* **Yazılı Alıştırma 1**
Madam Samatya metnindeki "Eser toplamda 2 ana bölümden" sözleriyle başlayan paragrafı, temel bilgilerini koruyarak madde madde yeniden yazın.
* **Yazılı Alıştırma 2**
Lütfen Madam Samatya metninden "3.5.1. Olay Örgüsü" sözleriyle başlayıp "siyasal olayları yansıtır." sözlerine kadar süren kısmı hiç değiştirmeden yazıya geçirin.

* **Metin**

• Sonuç bulunamadı

3. ROMANLARININ BİÇİM AÇISINDAN İNCELENMESİ

3.5. MADAM SAMATYA

3.5.1. Olay Örgüsü

Eser toplamda 2 ana bölümden meydana gelir. Bunlar; Bazı Şüpheli Olaylar ve Müdafaa-i Milliye Dersleri adlarıyla verilmiştir. İki bölüm de 8 alt bölümden meydana gelir. İbrahim Yıldırım, 342 sayfadan oluşan kitabında 1970’li yıllarda gerçekleşen bazı şüpheli ölümlerin izini sürerken bizi yine o dönemlerin içine sürükleyerek çeşitli insan psikolojilerini ve siyasal olayları yansıtır.

Madam Samatya’da Murat, geçmişte haber muhabiri olan ressam Yusuf Şimşek’i öldürmeye çalıştığı için önce hapishaneye, ardından da akıl sağlığının yerinde olmadığına karar verilip akıl hastanesine gönderilmiş bir yazardır. Murat doktorunun da istediği gibi bir deftere onu bu noktalara getiren hayat öykülerini yazar.

* **Seçilmiş Kayıtlar**
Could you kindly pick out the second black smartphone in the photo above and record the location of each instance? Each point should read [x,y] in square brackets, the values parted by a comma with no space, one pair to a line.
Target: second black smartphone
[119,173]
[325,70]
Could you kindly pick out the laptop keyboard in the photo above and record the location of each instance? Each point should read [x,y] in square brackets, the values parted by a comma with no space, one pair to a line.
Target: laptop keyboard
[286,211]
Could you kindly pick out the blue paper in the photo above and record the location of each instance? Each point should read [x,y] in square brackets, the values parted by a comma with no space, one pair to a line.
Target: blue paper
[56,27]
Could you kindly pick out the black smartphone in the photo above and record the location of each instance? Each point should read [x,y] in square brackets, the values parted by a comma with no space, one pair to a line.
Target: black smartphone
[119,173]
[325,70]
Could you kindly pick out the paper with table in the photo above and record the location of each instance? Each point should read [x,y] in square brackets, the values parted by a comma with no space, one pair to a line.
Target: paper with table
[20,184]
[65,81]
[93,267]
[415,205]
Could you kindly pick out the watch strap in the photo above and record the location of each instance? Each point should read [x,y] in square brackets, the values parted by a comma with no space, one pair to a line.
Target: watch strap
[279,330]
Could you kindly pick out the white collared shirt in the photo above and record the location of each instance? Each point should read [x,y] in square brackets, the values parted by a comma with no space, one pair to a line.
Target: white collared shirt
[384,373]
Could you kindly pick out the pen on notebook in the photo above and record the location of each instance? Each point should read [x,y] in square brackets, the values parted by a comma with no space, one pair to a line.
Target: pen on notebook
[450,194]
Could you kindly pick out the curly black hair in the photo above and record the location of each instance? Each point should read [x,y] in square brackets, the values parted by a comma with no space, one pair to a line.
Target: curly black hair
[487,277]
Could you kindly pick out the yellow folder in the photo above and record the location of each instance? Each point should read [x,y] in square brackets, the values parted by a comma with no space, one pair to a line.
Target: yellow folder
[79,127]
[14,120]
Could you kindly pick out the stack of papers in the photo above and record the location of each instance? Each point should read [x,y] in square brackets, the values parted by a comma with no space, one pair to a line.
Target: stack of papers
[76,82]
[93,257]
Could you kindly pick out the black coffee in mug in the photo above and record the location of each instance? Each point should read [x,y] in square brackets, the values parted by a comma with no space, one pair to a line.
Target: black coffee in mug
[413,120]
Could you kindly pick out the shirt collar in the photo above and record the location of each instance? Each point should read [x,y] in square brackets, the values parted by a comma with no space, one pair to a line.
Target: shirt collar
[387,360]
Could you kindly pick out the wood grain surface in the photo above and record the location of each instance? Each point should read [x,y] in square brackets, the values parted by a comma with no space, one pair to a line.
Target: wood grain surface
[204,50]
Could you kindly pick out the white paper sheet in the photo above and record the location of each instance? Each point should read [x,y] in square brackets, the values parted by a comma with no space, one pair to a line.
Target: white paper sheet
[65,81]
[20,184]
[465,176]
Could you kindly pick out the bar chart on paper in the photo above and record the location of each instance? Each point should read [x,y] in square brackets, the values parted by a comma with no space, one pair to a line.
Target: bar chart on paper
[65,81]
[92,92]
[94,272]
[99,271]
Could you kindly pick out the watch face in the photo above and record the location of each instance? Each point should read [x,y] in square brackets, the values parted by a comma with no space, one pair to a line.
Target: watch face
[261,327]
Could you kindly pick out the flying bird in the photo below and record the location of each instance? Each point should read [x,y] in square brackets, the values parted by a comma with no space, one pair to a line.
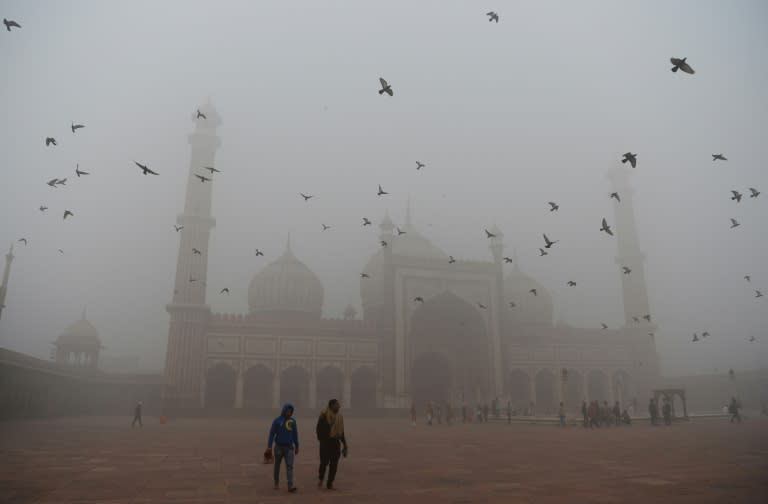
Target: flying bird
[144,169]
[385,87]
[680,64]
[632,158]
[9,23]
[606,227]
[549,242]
* * *
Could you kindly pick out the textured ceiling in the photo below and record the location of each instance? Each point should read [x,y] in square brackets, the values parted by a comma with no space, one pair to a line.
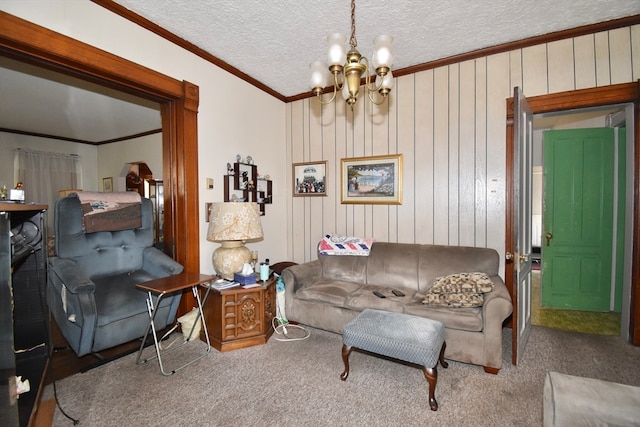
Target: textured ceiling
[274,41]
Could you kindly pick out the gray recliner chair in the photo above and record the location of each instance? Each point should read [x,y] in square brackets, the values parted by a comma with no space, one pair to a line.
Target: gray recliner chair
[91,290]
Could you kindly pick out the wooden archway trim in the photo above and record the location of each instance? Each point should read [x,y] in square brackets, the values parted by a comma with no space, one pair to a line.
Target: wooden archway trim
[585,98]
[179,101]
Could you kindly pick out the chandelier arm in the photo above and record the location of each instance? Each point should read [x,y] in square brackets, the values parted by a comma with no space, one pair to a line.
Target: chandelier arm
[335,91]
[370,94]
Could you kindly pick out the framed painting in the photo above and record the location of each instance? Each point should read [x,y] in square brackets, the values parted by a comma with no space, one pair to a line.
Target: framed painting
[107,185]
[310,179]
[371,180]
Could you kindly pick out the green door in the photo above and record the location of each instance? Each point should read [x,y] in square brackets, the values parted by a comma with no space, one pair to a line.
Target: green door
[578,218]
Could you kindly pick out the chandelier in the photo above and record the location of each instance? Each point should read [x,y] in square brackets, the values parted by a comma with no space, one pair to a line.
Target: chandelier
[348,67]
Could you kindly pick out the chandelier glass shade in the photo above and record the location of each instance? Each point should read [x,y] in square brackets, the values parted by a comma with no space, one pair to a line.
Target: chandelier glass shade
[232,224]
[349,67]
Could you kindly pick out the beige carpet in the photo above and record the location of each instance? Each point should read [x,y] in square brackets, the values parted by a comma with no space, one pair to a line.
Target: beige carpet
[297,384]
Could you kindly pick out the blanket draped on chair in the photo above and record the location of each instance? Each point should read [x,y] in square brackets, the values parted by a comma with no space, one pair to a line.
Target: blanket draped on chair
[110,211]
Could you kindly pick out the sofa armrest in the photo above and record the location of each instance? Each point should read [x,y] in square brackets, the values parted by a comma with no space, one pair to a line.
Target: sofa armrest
--
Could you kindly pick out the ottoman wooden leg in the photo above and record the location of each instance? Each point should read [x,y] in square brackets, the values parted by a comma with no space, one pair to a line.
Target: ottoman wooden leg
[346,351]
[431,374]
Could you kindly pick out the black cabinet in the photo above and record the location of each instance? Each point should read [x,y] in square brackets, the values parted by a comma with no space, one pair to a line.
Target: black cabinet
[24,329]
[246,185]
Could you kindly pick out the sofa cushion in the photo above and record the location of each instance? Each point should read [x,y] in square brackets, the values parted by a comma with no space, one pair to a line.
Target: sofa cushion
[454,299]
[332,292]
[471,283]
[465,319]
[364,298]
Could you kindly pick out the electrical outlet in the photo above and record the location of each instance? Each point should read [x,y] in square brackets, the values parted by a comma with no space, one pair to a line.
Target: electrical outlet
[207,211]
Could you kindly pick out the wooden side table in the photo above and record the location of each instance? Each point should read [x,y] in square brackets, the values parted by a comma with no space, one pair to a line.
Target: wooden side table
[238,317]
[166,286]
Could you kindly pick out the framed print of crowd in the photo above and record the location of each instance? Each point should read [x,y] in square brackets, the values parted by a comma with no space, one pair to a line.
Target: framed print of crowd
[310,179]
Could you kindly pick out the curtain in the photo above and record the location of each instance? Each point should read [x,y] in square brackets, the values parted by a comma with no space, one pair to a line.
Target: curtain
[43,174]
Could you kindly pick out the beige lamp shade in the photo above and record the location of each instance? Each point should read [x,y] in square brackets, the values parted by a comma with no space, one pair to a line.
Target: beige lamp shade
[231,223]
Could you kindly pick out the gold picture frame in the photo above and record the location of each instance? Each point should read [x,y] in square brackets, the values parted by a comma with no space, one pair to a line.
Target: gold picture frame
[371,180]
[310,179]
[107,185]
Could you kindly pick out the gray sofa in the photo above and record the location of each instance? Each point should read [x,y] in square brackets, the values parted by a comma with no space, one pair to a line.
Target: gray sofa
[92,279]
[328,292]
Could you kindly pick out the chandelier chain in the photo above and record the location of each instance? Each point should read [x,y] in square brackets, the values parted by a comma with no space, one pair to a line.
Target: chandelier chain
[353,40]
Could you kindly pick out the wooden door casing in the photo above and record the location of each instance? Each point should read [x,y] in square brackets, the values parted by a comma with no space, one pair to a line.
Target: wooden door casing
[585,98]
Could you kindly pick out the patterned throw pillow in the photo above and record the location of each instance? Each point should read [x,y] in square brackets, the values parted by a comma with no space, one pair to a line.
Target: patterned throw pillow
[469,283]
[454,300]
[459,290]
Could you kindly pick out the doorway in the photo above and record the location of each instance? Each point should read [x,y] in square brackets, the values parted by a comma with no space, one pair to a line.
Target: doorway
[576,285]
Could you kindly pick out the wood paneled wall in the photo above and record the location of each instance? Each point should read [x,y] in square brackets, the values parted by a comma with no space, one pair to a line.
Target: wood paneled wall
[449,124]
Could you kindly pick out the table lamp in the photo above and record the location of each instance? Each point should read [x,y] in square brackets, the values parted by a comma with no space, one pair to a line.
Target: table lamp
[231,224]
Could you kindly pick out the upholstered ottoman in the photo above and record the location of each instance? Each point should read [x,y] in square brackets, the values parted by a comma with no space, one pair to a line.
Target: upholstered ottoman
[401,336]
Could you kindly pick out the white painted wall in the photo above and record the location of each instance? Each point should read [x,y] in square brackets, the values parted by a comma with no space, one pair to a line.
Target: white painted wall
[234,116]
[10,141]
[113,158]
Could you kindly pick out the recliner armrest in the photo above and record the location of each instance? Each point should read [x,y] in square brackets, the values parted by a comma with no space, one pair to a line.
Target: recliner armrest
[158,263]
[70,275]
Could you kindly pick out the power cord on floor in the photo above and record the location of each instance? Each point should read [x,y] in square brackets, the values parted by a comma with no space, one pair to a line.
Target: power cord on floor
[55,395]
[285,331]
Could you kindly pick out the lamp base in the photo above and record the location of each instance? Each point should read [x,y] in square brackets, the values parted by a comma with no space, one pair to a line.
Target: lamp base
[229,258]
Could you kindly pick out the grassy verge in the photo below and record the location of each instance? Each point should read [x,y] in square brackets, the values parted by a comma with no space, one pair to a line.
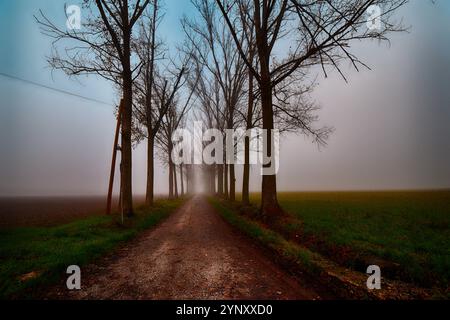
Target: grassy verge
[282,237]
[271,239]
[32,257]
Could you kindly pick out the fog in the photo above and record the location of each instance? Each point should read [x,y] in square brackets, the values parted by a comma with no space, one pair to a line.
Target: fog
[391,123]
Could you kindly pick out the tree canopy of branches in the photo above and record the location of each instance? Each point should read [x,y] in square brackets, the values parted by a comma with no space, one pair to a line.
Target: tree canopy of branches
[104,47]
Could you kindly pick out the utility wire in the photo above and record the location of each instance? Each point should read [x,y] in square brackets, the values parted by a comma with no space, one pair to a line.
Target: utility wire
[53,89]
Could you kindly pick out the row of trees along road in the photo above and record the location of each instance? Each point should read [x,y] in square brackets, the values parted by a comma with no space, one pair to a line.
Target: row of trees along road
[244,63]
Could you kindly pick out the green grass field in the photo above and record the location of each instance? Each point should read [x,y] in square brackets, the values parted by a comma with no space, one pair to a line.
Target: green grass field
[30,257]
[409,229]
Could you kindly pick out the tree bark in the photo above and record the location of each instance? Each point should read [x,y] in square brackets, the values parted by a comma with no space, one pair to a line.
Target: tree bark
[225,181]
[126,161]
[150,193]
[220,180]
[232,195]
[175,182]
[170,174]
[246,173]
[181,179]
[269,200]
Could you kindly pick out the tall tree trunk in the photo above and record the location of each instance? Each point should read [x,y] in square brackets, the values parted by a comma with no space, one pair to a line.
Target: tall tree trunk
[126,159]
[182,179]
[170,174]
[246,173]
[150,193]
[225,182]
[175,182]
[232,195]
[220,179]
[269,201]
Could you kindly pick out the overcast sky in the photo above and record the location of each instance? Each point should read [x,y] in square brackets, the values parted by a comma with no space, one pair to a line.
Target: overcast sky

* **Son Cevap 1**
- Eser iki ana bölümden oluşur: "Bazı Şüpheli Olaylar" ve "Müdafaa-i Milliye Dersleri".
- İki bölüm de 8 alt bölümden meydana gelir.
- İbrahim Yıldırım'ın kitabı 342 sayfadır.
- Kitap, 1970'li yıllarda gerçekleşen bazı şüpheli ölümlerin izini sürer ve o dönemin çeşitli insan psikolojilerini ve siyasal olaylarını yansıtır.

* **Son Cevap 2**
3.5.1. Olay Örgüsü

Eser toplamda 2 ana bölümden meydana gelir. Bunlar; Bazı Şüpheli Olaylar ve Müdafaa-i Milliye Dersleri adlarıyla verilmiştir. İki bölüm de 8 alt bölümden meydana gelir. İbrahim Yıldırım, 342 sayfadan oluşan kitabında 1970’li yıllarda gerçekleşen bazı şüpheli ölümlerin izini sürerken bizi yine o dönemlerin içine sürükleyerek çeşitli insan psikolojilerini ve siyasal olayları yansıtır.